TASK STATEMENT: Take the line that contains "Spot the small" as the first line and the final line of the records as the last; return exactly those lines and the lines between.

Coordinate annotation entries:
--*--

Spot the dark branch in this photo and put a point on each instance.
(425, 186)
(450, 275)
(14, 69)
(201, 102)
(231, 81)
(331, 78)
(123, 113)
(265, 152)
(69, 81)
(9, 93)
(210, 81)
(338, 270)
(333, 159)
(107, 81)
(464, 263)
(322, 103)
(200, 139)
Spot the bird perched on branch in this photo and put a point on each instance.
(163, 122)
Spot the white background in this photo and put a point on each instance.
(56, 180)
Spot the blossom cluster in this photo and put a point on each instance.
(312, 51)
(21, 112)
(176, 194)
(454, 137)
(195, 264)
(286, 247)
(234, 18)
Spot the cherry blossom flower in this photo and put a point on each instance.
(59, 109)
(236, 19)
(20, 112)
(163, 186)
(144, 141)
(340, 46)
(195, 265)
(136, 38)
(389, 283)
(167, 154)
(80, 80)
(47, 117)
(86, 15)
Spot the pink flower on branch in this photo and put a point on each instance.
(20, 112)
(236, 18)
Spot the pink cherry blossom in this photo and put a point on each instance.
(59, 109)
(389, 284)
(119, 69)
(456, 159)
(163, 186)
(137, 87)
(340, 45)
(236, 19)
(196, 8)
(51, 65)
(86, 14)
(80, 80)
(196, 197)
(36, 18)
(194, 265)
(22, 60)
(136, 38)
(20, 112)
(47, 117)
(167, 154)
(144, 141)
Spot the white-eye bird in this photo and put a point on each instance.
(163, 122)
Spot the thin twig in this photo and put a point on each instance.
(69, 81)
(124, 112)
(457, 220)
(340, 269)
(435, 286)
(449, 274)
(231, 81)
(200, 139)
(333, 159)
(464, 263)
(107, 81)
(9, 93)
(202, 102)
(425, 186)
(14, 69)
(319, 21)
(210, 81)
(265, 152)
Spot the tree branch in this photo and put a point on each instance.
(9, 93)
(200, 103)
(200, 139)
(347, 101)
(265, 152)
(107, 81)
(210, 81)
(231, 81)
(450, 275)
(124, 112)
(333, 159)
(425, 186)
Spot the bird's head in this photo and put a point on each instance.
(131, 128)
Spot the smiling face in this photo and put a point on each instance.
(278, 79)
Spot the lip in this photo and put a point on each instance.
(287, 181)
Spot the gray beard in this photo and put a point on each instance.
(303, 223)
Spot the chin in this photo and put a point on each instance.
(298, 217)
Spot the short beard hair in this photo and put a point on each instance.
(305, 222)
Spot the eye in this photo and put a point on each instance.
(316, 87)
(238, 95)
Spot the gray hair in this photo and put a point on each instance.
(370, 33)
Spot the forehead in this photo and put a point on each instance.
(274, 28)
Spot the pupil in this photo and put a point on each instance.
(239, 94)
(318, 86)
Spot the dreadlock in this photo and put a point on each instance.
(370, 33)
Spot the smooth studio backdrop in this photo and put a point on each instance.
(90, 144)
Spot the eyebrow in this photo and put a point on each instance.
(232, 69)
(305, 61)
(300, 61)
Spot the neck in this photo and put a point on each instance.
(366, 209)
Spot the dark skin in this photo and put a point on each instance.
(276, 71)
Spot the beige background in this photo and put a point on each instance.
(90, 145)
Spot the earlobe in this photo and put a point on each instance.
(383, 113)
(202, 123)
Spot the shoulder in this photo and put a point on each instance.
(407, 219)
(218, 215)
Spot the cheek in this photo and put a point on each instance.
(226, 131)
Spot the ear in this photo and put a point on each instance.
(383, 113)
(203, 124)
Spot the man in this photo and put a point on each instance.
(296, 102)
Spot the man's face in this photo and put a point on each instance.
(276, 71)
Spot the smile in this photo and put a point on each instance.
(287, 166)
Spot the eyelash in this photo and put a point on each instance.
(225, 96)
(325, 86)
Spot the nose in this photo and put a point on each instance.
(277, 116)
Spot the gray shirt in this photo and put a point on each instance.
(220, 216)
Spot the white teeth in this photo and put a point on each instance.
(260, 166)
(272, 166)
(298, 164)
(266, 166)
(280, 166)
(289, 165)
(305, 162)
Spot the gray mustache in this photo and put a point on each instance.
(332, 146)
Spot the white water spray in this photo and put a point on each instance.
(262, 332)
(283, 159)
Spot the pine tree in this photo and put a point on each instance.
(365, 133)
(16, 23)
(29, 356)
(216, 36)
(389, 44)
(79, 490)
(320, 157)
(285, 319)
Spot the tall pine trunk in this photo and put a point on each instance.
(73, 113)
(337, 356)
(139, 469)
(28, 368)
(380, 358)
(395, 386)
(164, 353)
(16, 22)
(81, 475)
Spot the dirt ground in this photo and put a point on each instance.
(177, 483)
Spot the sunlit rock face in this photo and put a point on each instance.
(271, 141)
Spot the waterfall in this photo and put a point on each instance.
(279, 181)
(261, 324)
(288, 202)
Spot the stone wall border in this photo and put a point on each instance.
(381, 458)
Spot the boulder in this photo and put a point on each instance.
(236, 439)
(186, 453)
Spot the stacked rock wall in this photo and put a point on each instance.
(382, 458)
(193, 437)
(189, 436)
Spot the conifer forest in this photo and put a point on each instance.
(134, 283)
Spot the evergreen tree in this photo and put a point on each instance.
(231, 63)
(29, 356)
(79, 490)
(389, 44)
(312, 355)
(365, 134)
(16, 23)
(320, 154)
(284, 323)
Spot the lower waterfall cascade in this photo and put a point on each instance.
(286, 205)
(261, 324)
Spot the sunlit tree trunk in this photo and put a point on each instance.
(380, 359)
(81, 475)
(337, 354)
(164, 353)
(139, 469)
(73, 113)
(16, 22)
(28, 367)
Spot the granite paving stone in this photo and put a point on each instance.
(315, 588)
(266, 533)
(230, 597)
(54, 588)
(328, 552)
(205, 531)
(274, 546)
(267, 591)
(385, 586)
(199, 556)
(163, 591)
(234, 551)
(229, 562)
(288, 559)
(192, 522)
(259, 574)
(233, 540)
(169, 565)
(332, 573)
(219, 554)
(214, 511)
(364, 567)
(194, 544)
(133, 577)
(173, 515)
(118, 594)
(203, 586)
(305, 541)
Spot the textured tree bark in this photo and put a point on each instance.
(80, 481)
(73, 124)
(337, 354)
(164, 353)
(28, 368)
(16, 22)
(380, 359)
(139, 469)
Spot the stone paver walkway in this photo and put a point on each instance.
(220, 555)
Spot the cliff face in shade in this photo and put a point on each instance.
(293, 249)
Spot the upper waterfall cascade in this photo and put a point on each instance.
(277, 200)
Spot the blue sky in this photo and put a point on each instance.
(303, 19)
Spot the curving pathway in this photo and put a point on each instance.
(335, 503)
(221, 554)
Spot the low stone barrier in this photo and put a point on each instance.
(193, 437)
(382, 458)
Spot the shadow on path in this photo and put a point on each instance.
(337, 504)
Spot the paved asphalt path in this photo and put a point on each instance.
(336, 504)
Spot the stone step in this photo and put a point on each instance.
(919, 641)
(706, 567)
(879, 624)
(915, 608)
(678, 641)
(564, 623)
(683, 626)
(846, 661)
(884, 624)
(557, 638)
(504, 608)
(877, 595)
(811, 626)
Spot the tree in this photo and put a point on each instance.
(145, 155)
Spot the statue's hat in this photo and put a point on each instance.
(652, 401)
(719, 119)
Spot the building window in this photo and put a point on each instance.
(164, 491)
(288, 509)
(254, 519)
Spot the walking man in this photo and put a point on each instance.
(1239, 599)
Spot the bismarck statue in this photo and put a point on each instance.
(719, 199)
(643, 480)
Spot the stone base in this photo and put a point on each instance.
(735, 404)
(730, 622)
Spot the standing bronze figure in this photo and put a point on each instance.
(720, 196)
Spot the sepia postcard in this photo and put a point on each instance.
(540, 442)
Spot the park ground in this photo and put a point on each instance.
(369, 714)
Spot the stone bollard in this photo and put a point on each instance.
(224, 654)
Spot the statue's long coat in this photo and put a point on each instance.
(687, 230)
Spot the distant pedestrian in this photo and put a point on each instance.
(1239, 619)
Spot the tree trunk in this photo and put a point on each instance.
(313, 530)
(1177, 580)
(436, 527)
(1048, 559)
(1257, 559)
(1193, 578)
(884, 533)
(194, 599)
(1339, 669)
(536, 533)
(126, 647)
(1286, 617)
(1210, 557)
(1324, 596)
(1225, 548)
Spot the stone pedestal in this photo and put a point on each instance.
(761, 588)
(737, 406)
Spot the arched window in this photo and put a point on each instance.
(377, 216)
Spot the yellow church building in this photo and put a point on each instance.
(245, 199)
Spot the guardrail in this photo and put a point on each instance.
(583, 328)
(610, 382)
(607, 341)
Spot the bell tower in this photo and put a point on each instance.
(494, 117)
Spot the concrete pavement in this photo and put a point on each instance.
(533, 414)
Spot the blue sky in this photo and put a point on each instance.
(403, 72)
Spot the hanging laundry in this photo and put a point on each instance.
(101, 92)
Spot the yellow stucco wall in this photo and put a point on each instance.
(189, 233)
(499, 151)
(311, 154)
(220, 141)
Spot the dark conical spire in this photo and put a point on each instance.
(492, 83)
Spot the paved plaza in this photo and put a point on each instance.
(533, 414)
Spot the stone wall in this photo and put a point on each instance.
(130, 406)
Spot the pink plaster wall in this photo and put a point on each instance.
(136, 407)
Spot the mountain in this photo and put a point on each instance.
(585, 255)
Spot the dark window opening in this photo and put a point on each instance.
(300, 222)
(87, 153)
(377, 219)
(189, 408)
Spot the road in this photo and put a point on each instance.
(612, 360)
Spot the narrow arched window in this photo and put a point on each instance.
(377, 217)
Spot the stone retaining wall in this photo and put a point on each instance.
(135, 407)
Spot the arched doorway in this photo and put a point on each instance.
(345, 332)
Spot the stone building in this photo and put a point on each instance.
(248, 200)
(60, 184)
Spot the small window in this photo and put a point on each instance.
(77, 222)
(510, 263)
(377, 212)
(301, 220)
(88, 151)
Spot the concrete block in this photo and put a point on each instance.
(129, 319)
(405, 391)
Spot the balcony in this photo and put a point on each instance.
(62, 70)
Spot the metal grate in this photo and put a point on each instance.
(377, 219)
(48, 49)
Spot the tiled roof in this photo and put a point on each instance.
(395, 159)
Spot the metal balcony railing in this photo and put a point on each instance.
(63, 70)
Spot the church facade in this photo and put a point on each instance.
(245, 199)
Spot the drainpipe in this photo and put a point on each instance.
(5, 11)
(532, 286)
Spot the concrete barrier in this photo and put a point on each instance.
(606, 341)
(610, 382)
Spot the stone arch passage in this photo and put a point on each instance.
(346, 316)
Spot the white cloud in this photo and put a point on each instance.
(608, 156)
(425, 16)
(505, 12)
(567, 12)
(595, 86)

--*--

EXERCISE RESULT:
Spot the small window in this photo and put a point on each instance.
(77, 222)
(510, 263)
(377, 212)
(301, 220)
(88, 151)
Spot the concrete block in this photo and put a point on each instance.
(129, 319)
(405, 391)
Spot the balcony in this photo and put a point on each instance.
(62, 70)
Spot the metal grate in this photo and put a point on each instance.
(377, 219)
(48, 49)
Spot the tiled roof in this photo and put a point on each instance.
(395, 159)
Spot the metal balcony railing in this photo and put a point on each instance.
(63, 70)
Spot the church facade in this photo and put a point on each instance.
(245, 199)
Spot the drainpipe in this photo and put a point on each instance.
(5, 11)
(532, 286)
Spot the concrete barrier in this photo and put a point on each instance.
(606, 341)
(610, 382)
Spot the stone arch passage in this photo and put a point on each instance.
(346, 316)
Spot the white cloud in this photo and put a point on each instance.
(608, 156)
(425, 16)
(505, 12)
(567, 12)
(595, 86)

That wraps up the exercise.